▶ **WHAT TO PRODUCE**
Please write the next part of the blog post about antibiotic resistance, starting after its last sentence.

▶ **STUDY TEXT**
● ● ●

Monday, November 15, 2004

Better wash your hands after reading this...

I just ran across this article by Bruce Sterling, the science fiction author. It's located on the Electronic Frontier Foundation website.

It's a highly entertaining (and thoroughly frightening) look at the growing trend of antibiotic resistance in bacteria.

Here's a quick sample...
If the resistance triumphs, it does not mean the outbreak of universally lethal plagues or the end of the human race. It is not an apocalyptic problem. What it would really mean --probably-- is a slow return, over decades, to the pre-antibiotic bacterial status-quo. A return to the bacterial status-quo of the nineteenth century.

For us, the children of the miracle, this would mean a truly shocking decline in life expectancy. Infant mortality would become very high; it would once again be common for parents to have five children and lose three. It would mean a return to epidemic flags, quarantine camps, tubercular sanatariums, and leprosariums.

● ● ●

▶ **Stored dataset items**
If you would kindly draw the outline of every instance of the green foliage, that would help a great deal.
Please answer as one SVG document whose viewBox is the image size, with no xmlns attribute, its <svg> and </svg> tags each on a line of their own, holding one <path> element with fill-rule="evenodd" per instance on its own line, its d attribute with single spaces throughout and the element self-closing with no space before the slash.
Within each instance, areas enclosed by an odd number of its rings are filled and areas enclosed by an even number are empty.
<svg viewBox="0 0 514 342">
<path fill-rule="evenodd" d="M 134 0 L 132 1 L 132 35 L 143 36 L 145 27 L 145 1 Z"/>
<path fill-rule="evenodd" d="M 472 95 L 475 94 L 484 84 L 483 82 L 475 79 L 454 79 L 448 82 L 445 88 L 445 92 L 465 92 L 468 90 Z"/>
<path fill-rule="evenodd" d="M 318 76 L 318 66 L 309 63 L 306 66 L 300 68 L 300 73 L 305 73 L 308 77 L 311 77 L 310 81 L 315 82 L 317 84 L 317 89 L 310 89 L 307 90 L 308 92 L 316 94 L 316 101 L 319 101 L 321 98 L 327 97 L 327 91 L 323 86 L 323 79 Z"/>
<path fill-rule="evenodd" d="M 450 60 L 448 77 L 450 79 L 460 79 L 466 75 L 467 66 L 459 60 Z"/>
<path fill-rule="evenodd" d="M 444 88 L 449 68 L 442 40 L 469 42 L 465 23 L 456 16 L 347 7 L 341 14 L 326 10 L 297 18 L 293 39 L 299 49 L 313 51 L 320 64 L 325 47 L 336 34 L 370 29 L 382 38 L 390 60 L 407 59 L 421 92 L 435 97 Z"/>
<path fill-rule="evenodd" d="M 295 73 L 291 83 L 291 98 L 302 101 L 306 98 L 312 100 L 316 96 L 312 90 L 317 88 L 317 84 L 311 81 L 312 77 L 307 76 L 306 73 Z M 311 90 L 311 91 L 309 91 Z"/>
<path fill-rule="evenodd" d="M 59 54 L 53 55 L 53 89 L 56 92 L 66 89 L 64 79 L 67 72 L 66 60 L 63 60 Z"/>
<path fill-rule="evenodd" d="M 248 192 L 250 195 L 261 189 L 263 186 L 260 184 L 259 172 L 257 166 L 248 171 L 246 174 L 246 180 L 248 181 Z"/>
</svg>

● ● ●

▶ **ANSWER SPACE**
Cities without good sanitation --mostly Third World cities-- would suffer from water-borne plagues such as cholera and dysentery. Tuberculosis would lay waste the underclass around the world. If you cut yourself at all badly, or ate spoiled food, there would be quite a good chance that you would die. Childbirth would be a grave septic risk for the mother.

The practice of medicine would be profoundly altered. Elaborate, high-tech surgical procedures, such as transplants and prosthetic implants, would become extremely risky. The expense of any kind of surgery would soar, since preventing infection would be utterly necessary but very tedious and difficult. A bad heart would be a bad heart for life, and a shattered hip would be permanently disabling. Health-care budgets would be consumed by antiseptic and hygienic programs.

Life without contagion and infection would seem as quaintly exotic as free love in the age of AIDS. The decline in life expectancy would become just another aspect of broadly diminishing cultural expectations in society, economics, and the environment. Life in the developed world would become rather pinched, wary, and nasty, while life in the overcrowded human warrens of the megalopolitan Third World would become an abattoir.


Give it a read. It's well worth your time.